*YANG HARUS DIKERJAKAN*: Terjemahkan kalimat dari teks halaman ini ke dalam bahasa Inggris: "Selama PPKM darurat, kesejahteraan buruh di wilayah Kabupaten Bekasi kian menurun."

Syarat lain bagi penerima BSU, yakni memiliki kartu identitas kependudukan, pekerja penerima upah dan peserta aktif BP Jamsostek dengan masa berlaku sampai 30 Juni 2021. Pekerja juga memiliki upah maksimal Rp 3,5 juta per bulan. Jika pekerja bekerja di wilayah dengan UMP atau UMK lebih besar dari Rp 3,5 juta, persyaratan upah menjadi maksimal sesuai UMP atau UMK.
Buruh kian terdampak
Selama PPKM darurat, kesejahteraan buruh di wilayah Kabupaten Bekasi kian menurun. Pembatasan ini juga kian mempersulit akses buruh terutama yang tinggal di luar Bekasi, tetapi harus tetap bekerja di kawasan industri wilayah Kabupaten Bekasi.
”Dari sisi upah, justru tergerus. Banyak perusahan yang menegosiasikan upah buruh di bawah ketentuan dengan alasan pandemi dan PPKM. Rata-rata perusahan memotong upah buruh 20-30 persen dari upah yang selama ini diterima,” kata Sekretaris Federasi Serikat Pekerja Metal Indonesia (FSPMI) Kabupaten Bekasi Sarino.
Sarino menambahkan, dengan keluarnya aturan turunan omnibus law, yakni Peraturan Pemerintah Nomor 35 Tahun 2021, ada perusahaan yang mengganti pekerjanya. Artinya, perusahan melakukan pemutusan hubungan kerja (PHK) bagi karyawan tetap dan menggantikan para karyawan itu dengan pekerja baru.

*DATA YANG DIBERIKAN*:
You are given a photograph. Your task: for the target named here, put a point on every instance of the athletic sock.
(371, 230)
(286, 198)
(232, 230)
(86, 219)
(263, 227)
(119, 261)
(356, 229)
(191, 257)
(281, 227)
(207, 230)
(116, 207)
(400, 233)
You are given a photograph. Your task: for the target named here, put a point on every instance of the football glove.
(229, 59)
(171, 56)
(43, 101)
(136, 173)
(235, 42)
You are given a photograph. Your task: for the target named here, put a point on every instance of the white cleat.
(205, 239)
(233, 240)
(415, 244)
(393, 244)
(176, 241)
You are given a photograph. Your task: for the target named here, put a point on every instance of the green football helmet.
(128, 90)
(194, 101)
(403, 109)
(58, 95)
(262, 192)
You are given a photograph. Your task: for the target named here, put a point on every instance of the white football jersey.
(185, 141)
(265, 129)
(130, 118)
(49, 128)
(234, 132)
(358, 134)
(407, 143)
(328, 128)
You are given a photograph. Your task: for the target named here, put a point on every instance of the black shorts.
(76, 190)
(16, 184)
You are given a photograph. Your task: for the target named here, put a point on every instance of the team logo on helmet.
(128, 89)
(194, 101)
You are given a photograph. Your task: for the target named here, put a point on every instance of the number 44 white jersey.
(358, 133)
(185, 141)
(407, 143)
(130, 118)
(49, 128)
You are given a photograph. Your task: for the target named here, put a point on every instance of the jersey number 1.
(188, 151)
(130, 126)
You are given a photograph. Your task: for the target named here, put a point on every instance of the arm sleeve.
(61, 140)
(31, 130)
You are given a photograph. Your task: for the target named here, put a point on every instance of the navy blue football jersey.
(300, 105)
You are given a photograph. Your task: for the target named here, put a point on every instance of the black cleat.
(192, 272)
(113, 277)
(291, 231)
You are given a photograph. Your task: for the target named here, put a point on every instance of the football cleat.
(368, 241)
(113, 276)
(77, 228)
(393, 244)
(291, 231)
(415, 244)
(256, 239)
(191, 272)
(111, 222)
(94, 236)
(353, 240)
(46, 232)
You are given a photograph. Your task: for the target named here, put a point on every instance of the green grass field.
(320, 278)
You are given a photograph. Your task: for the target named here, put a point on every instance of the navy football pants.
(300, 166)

*HASIL PENGERJAAN*: During the emergency PPKM, the welfare of workers in the Bekasi Regency area has steadily declined.